Excerpted passage START

In this 15 year journey of teaching, I have done an awful lot of learning. I reflect on my practices and integrate new information along the way. I attended a wonderful conference, Piano Teacher Summit, at the Yamaha Premium Piano Centre in Melbourne in 2022. And amongst all the great learning there, there was a session about branding and finding my own ‘why’.  I began to think about which areas of my teaching I enjoyed the most, what got me excited, what got my creative juices flowing, and perhaps what I might be best at, how did I define success for me as a piano teacher. The last example of my learning that I’ll mention (there have been many of course!) is the work that I’ve been doing with Acceptance and Commitment Therapy (ACT). This is work I had been doing with my psychologist, please google it for yourself and don’t take my words as gospel! But my understanding is that when following the principles of ACT you are invited to accept that life often brings discomfort, that is the nature of human existence, but through exploring our own meaning and values and committing to pursuing them with self-compassion, we can have a rich and meaningful life. I began to see that I am who I am, for better or worse! And that others are who they are too, and can’t be changed – and nor should we try. I distilled all this learning and thinking into my introduction letter for my new students which I review every year, and have included an excerpt below:

“My teaching style is very relational and very individualised. I try to bring a balance between what I know is good foundational teaching, and whatever other styles the student is interested in. Even though my background is in classical piano I’m currently trying to teach myself jazz with the help of my son (who is studying Jazz Piano at the Elder Conservatorium), and I’m also very interested in teaching with chords in a pop style. I’m also aware that students learn differently and am always seeking to work out their individual learning style, and how they understand different concepts.

Excerpted passage END
Extracted information START

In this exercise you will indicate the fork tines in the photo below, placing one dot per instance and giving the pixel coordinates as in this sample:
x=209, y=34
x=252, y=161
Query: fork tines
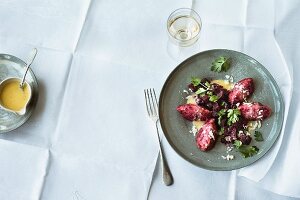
x=151, y=102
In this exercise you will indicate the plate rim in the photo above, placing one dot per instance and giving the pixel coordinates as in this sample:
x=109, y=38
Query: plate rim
x=37, y=93
x=259, y=156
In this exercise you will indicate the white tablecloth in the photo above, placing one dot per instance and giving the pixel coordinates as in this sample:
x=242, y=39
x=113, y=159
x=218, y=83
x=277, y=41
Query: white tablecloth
x=89, y=137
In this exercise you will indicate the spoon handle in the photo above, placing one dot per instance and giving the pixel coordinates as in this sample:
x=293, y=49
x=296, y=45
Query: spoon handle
x=29, y=62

Extracted information END

Continue the piano teaching reflection from its last sentence, keeping its voice and the introduction letter excerpt it has begun to quote. The lines are separate material with no connection to the piano teaching text.

◆ Task answer
I believe that parents, student, and teacher form a valuable triangle and that if we work together the sky is the limit! The more practice that the student can do, the better of course – but I know full well that this can be a difficult beast to manage. I feel that it’s helpful to have a good work ethic and a good habit with practice, just like one would with homework or school readers or sports practice. Focused practice leads to progress which is very motivating. However: enjoyment and engagement are the biggest motivators of all, and without these even those with the best work ethic will start to flag. For me it’s all about the individual’s journey, so I do my absolute best to find music that your children want to play and am always open to suggestions.  Somewhere in the middle of all these dynamics your child will learn to play the piano!”

See what I did with ‘dynamics’ there?

This is where I find myself now, eagerly awaiting what the year holds (but not so eager about the early mornings!) I know that there will be lots of times I get frustrated, but also lots of times I will make connections with people as I deep dive into finding out what makes them tick, and what they are looking for on their own musical journey.

Just a few thoughts from me about how I navigate the complexities of teaching in the 21st century, and my own search for meaning and happiness.

Kate Spyker is a piano teacher in Adelaide, South Australia. She is a 48 yr old wife, and mother of 3 angels (!!) who are 21, 18, and 13. Kate also has a 5 yr old Kelpie x Staffy who guards the house by jumping on the trampoline and barking at people on the other side of the fence!

Kate has really grown to love teaching piano – it has its challenges as does every profession – but she loves the relationships she has with students and their families, and she love seeing lights switch on as they learn. Music has been such a gift to Kate and she is so happy to be able to share it.